**WHAT THE TASK REQUIRES**: Your answer must restate each entry below word for word, with no pictures in it.

(Saved entries)
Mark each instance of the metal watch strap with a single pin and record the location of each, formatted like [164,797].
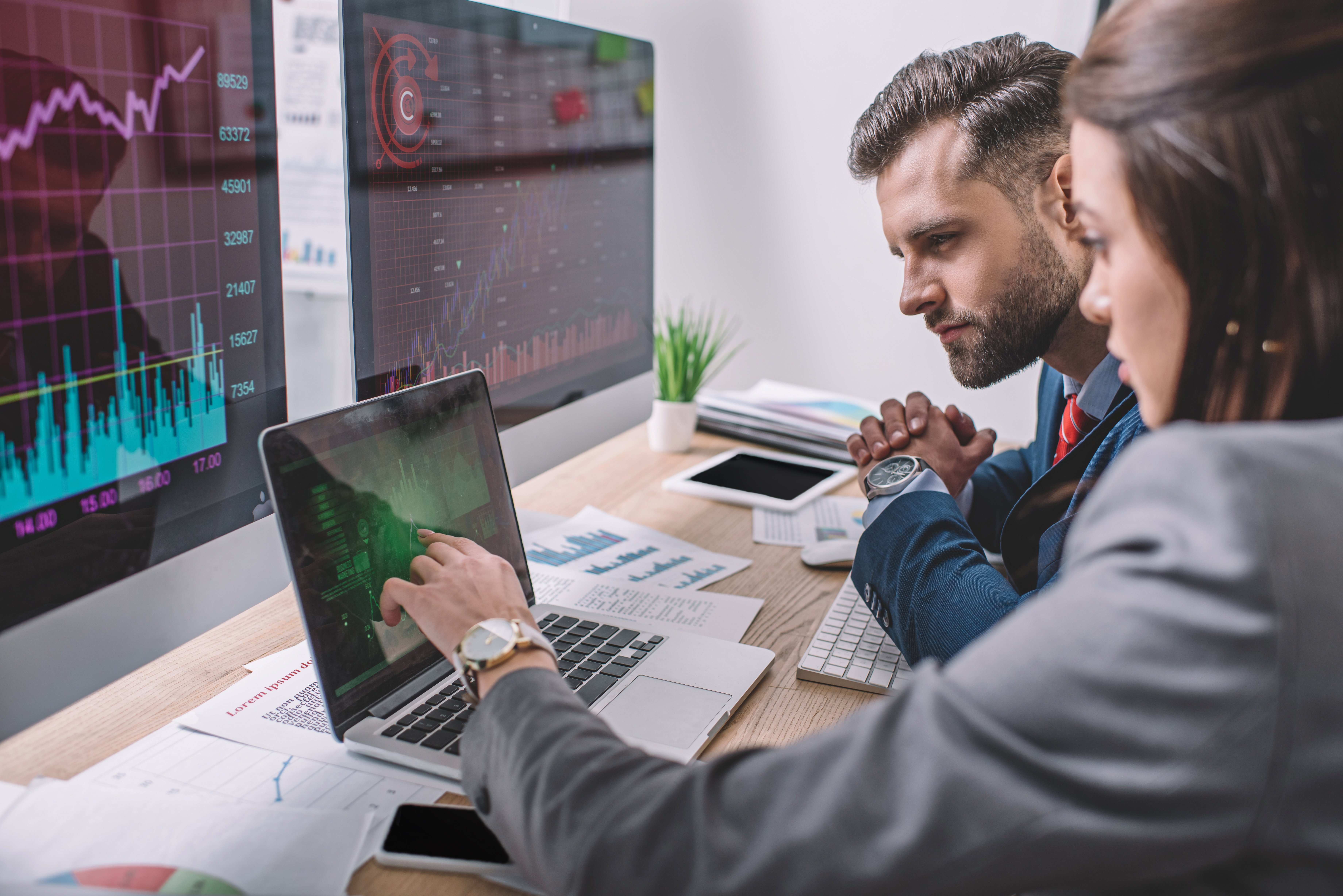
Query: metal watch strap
[468,675]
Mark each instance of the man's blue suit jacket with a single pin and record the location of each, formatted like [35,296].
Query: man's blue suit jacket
[922,566]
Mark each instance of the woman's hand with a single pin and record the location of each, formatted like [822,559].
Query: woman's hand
[456,585]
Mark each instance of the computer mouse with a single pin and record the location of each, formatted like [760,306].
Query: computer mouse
[836,554]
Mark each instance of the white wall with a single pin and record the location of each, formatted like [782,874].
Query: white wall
[755,209]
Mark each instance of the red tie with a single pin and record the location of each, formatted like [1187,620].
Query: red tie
[1075,425]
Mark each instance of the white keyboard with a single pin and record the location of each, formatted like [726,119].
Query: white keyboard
[852,651]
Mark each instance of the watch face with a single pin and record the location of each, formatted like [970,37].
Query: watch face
[892,472]
[487,640]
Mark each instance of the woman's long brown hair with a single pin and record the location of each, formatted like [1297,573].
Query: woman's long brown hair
[1231,119]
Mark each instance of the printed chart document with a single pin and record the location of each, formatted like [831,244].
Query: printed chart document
[710,615]
[598,547]
[280,708]
[179,761]
[78,833]
[824,520]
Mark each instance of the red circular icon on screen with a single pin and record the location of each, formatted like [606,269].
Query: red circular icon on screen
[397,101]
[409,101]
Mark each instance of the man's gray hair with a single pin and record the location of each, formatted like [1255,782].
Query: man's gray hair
[1005,97]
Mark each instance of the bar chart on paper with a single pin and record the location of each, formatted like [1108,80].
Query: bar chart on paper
[579,547]
[598,547]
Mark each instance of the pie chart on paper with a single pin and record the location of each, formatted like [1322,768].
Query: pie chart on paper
[146,879]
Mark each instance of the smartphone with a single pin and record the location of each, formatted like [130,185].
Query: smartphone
[442,839]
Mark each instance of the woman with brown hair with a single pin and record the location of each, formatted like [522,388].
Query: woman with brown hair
[1168,715]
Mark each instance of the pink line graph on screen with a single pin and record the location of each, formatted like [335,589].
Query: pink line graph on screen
[44,113]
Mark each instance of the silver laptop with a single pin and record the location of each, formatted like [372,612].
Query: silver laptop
[353,487]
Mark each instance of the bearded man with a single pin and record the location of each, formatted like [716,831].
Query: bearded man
[969,150]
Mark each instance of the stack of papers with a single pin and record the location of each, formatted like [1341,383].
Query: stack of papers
[792,418]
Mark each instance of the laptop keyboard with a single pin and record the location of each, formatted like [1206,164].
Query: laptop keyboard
[593,659]
[851,649]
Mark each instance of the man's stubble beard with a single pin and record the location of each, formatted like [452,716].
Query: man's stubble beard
[1021,322]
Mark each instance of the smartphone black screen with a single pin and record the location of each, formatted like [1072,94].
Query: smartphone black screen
[444,832]
[763,476]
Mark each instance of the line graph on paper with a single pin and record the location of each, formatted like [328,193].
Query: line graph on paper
[112,327]
[178,761]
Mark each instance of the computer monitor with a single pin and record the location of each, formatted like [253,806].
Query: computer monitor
[500,203]
[142,346]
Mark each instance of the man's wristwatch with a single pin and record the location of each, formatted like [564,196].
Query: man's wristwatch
[492,643]
[894,475]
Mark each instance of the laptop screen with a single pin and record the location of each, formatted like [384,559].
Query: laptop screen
[351,490]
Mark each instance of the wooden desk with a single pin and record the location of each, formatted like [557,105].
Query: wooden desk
[622,478]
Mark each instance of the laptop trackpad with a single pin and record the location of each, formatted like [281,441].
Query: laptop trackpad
[664,712]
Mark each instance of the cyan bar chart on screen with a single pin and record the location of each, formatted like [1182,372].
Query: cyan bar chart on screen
[132,298]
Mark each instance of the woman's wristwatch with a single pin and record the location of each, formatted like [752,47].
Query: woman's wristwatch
[491,644]
[894,475]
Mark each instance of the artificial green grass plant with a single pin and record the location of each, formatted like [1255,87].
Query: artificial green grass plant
[690,349]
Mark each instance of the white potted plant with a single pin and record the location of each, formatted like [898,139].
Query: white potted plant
[690,349]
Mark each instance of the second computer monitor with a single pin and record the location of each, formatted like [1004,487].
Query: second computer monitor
[500,203]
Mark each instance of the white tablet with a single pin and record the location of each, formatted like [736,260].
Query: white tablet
[755,478]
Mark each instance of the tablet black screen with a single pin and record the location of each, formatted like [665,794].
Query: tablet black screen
[763,476]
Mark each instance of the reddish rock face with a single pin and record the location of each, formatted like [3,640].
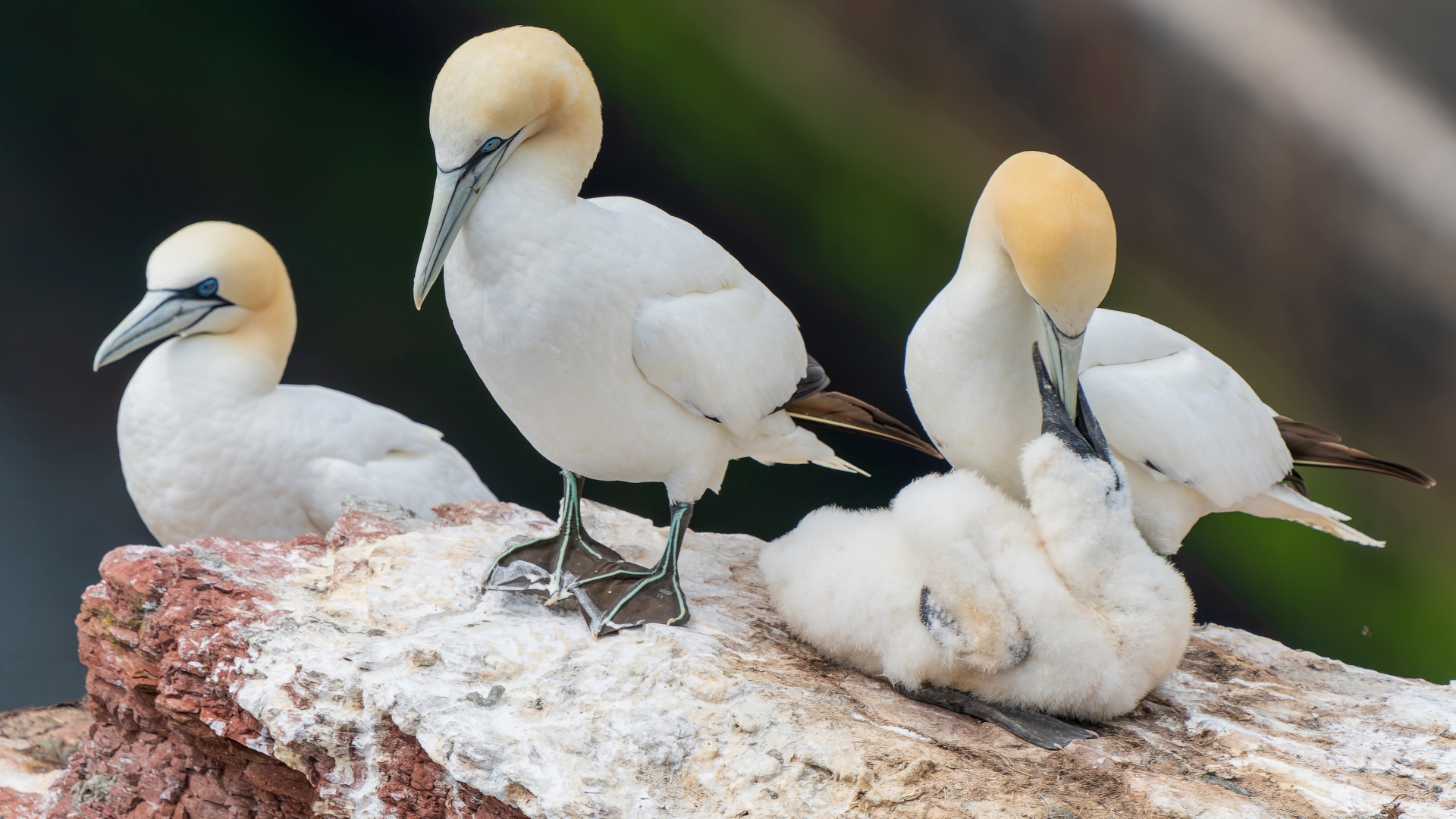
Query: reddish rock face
[169,739]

**RESPONSE BELOW**:
Mark each instance of the metal watch strap with a single pin and record the location of each, formatted like [164,797].
Query: metal watch strap
[468,675]
Mark each instance of the man's blue suit jacket with a single pin and record the location of each, formatted like [35,296].
Query: man's blue suit jacket
[922,566]
Mark each instance of the woman's hand with a single pin and record the location of each, formatted like [822,559].
Query: woman's hand
[456,585]
Mark each instance of the computer mouse with a single pin and record the location of each, formatted like [760,306].
Query: computer mouse
[836,554]
Mark each instance of the white wall with a single pin and record the location of each, formatted like [782,874].
Query: white wall
[755,209]
Mark each instance of the red tie with a single pin and record the location of each, formatted like [1187,620].
Query: red tie
[1075,425]
Mark each instance of the white keyboard with a single pin and record the location of each, formatted like [726,119].
Query: white keyboard
[852,651]
Mark each instance of the watch face with a single pin and record the location of each, formatted like [970,37].
Query: watch face
[892,472]
[487,640]
Mark each instance of the woman's long brown hair with a single pin and record the location of each, formatted like [1297,573].
Query: woman's long brown hair
[1231,119]
Mark each instance of the printed chart document with a single pin and record the location of each, formatted like [831,244].
Query: printed chart document
[710,615]
[598,547]
[280,708]
[179,761]
[78,833]
[824,520]
Mark each instance of the red circular icon on screen with a single pin and record the location of each, formatted like [606,269].
Query: red circular icon on screen
[397,101]
[409,101]
Mark each instance of the man's gray hair with a single pin and record the location of each, formatted like [1255,782].
Query: man's gray hair
[1005,97]
Mark each instance of the bar chart on paper with a single pin and record the location of each, formatted like [1108,80].
Query: bar chart on paper
[579,547]
[598,547]
Mark each instance of the pie chart on paper with a single pin and record the location of each, formatted like [1322,768].
Query: pie chart on paper
[146,879]
Mark each instance of the smartphone with a single pin and record the location of each, formatted like [130,185].
Query: smartphone
[442,839]
Mark each instance of the woman with brown hair with a single pin and record the location of each, formatted like [522,388].
Query: woman with brown hair
[1168,715]
Mark each instance of the pink line graph on screen with a single pin and record the location of each, formatted like [335,589].
Query: pink line graph on screen
[44,113]
Mark each instance of the silver laptop with a single pin and record the location of each, formatted like [372,612].
Query: silver laptop
[353,487]
Mark each instance of the bearded man with a single pin and record the location of each, formatted like [716,831].
Query: bearded man
[969,150]
Mark each instance of the stack of papers with a single pin and record the location of each, formatted like [1341,383].
Query: stack of papers
[792,418]
Mark each instance of the laptop keyboard with a single pin and record the location of each, formatted like [1206,164].
Query: laptop keyboard
[593,659]
[851,649]
Mark each instance of the man's stubble beard with a single pin and record the location of each, formatted like [452,716].
Query: man's stubble beard
[1021,322]
Mark each instance of the smartphone black screen with a single pin and record the location of each, formatted like [1072,94].
Query: smartphone black screen
[444,832]
[763,476]
Mark each instance of the line graph on paper with a single pin and record the location of each, formatted like [328,193].
Query: line graph on paper
[112,327]
[178,761]
Mark each instance of the computer monitor with a single pin and record the location of each, formatted like [253,806].
Query: computer monitor
[500,203]
[142,346]
Mark each instance of the man's wristwatch with a single pin and record the location of each, formatted like [564,196].
Query: man's wristwatch
[492,643]
[894,475]
Mark each instance of the laptop screen with a single pin and record the location of each, formatted like [384,559].
Query: laptop screen
[351,490]
Mark each instance of the wooden desk with a single pin and record the location of each, formatted like [557,105].
Query: wooden desk
[622,478]
Mark each instance of the laptop trackpad with a single pin and record the location of each, formatted like [281,441].
Query: laptop trackpad
[664,712]
Mark each instance of the cyan bar chart on screen with a single pin and record the location of each, formatted like [1182,372].
Query: cyan bar chart on screen
[132,298]
Mark each instance of the woman's wristwatch with a single pin and record the location of each, formatted like [752,47].
Query: woman's wristwatch
[491,644]
[894,475]
Mark each instance of the artificial green grass plant with a single pin and record the location of each, formatted like [1255,87].
Query: artificial green grass plant
[690,349]
Mark each instance of the white potted plant with a single pin and record the location of each, formatted like [898,139].
Query: white potted plant
[690,349]
Mark each instance of the second computer monitor with a single pin and record the location of each, formatted like [1004,487].
Query: second computer monitor
[500,203]
Mark each instance of the white tablet with a single pin and record the location of each, formatted like [736,260].
Query: white tablet
[755,478]
Mark each instance of the tablet black screen with a single pin and record the location of each, formatted like [665,794].
Query: tablet black screen
[763,476]
Mark each instance of the reddish rock face with a single pin and record the location of each, formatted like [3,640].
Query: reddish rock face
[169,739]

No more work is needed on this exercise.